====== RECORDS TO USE
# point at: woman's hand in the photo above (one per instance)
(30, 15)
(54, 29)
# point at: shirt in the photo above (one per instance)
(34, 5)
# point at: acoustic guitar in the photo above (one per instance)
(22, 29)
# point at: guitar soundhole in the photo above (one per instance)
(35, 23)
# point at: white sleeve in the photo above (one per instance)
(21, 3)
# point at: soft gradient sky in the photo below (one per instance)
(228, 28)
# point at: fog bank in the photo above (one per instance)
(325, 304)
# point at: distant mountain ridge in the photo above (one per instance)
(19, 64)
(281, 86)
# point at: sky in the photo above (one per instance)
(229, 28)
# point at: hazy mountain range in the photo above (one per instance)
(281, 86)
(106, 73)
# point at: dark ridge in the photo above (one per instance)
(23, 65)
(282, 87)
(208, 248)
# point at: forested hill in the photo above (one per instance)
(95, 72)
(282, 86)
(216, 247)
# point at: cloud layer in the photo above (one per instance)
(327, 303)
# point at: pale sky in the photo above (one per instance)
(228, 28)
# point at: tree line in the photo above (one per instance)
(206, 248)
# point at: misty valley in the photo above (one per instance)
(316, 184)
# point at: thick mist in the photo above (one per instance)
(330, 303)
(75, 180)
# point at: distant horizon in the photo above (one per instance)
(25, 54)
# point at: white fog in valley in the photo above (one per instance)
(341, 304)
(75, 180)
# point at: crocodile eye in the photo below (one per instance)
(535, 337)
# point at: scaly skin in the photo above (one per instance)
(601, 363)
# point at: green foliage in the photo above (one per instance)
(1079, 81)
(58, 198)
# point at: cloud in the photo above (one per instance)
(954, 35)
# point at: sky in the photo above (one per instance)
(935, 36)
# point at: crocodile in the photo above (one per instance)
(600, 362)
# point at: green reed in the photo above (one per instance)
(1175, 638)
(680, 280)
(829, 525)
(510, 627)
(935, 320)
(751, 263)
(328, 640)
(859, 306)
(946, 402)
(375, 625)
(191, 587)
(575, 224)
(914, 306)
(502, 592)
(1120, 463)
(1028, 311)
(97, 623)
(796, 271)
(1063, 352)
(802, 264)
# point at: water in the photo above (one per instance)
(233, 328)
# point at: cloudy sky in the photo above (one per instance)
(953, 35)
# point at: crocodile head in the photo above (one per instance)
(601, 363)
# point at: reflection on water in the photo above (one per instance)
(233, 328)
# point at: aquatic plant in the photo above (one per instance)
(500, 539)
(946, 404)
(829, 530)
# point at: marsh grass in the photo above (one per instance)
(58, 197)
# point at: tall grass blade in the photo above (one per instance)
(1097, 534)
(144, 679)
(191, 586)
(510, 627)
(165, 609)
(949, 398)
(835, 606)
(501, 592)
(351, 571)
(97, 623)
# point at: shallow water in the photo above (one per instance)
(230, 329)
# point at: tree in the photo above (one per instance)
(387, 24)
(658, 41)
============
- TASK STATEMENT
Move each coordinate by 129 by adding 129 to both numbers in every pair. Rewrite the data from the line containing "# point at: tree in" through the end, keeping the "# point at" lines unchanged.

- ANSWER IN FULL
# point at: tree in the photo above (one per instance)
(516, 153)
(787, 170)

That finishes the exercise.